» ТЕКСТ:
* * * * *

Пафос абсолютной изоляции только тогда становится позитив­ной программой самосовершенствования, когда человек располагает тем или иным набором материальных благ, от которых он может отказаться. В противном случае ему суждено быть катализатором не разумного, взвешенного отношения к контактам с внешним миром, а крайних форм аскетизма. Условия, в которых на начальной стадии освоения тайги существовали местные немногочисленные и слабо связанные между собой нелегальные поселения, не создавали ситуа­ции выбора. Напротив, чрезвычайная скудость продовольственных запасов и объективная невозможность столь малыми силами заметно их увеличить даже в отсутствие прямой угрозы преследований фор­мировали для таких поведенческих стратегий благоприятную почву.

* * * * *

» ПРЕДОСТАВЛЕННЫЕ ЗАПИСИ:
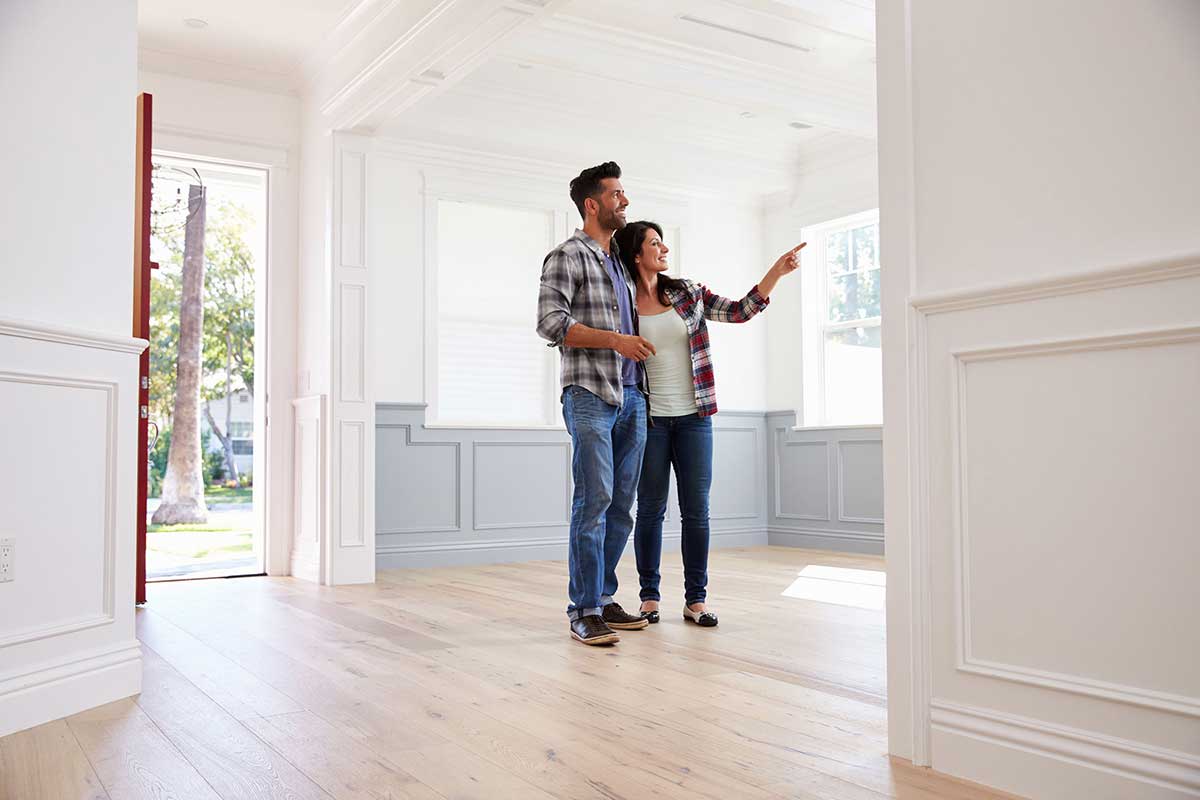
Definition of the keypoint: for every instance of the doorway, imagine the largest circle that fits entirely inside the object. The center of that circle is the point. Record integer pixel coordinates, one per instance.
(207, 413)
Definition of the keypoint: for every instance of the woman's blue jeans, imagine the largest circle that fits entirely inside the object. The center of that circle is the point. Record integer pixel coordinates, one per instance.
(684, 443)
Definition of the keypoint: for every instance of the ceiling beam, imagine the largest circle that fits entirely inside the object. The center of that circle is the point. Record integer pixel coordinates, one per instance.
(385, 55)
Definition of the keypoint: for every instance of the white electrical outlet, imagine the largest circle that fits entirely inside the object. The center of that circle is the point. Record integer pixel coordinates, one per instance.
(6, 555)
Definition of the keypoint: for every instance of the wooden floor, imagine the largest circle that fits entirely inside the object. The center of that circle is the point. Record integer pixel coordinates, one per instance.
(463, 683)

* * * * *

» ЦЕЛЬ ЗАДАНИЯ:
Напишите продолжение текста об изоляции нелегальных таёжных поселений, начиная после его последнего предложения.

» ОТВЕТ:
Должно было пройти время, чтобы из одиночных поселений вы­росло нечто похожее на общину, а естественное хозяйственное разви­тие и регламентация внутренней жизни привели к смещению акцентов. В нравоучительных текстах странников со второй половины XIX в. рассуждения о спасительности добровольной смерти за веру серьезно потеснила тема богоугодности многолетних физических страданий го­нимого странника. Тенденция, несомненно, не являлась секретом для современников событий: так, М. С. Викулов прямо называет приезд в 1860-е гг. "ярославцев" Иллариона Иванова и Афанасия Григорьева, открывших "дверь в тайгу" для десятков странников из центральных губерний, причиной изживания суицидальных настроений и перехода бывших безденежных к умеренным формам вероучения8. В связи с этим заслуживает внимания обстановка конца XIX столетия, когда про­поведь отказа от денег вновь принимается частью пустынножителей и, что особенно важно при рассмотрении вопросов адаптации, приводит к разделению скитского сообщества на две самостоятельные конфессии — безденежных («турецких») и денежных («ярославских»).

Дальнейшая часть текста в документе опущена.